§ Work item: Reproduce the whole listing that follows, character for character, and drop the images.

# # # #

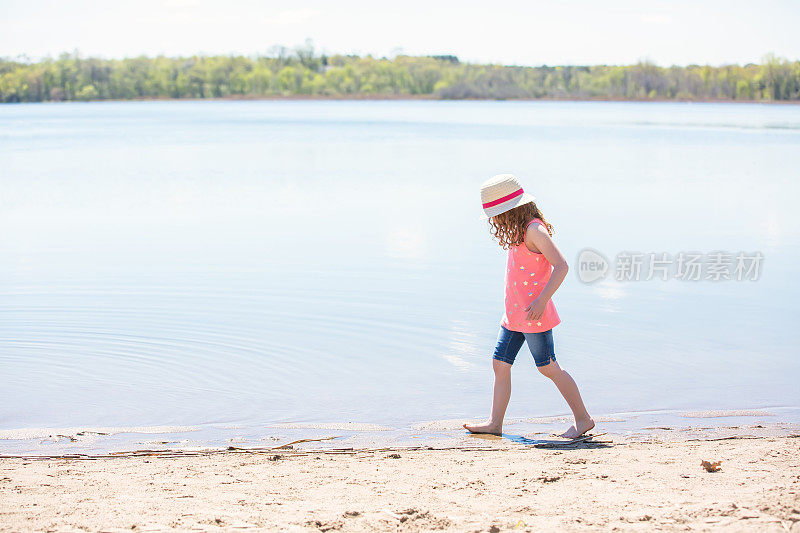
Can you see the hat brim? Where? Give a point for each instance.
(495, 210)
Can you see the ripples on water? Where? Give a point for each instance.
(258, 263)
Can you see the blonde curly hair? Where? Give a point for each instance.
(509, 227)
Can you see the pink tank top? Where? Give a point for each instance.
(526, 275)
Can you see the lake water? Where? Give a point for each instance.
(260, 270)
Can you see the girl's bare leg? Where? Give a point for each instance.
(501, 395)
(569, 390)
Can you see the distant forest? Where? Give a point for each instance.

# # # #

§ Output for this task:
Can you see the hat brim? Where? Give a point for each instance.
(495, 210)
Can you see the ripples on water? Where? Give a point for each instance.
(258, 263)
Can you see the blonde curly hair? Where? Give a point for each instance.
(509, 227)
Can you see the pink tank top? Where? Give a point for each instance.
(526, 275)
Can you see the lake water? Where? Give a point for each instance.
(260, 270)
Can you see the girl's bare leg? Where? Give a point for each instance.
(501, 395)
(569, 390)
Can you see the distant forest? Where? Give a point for each instance.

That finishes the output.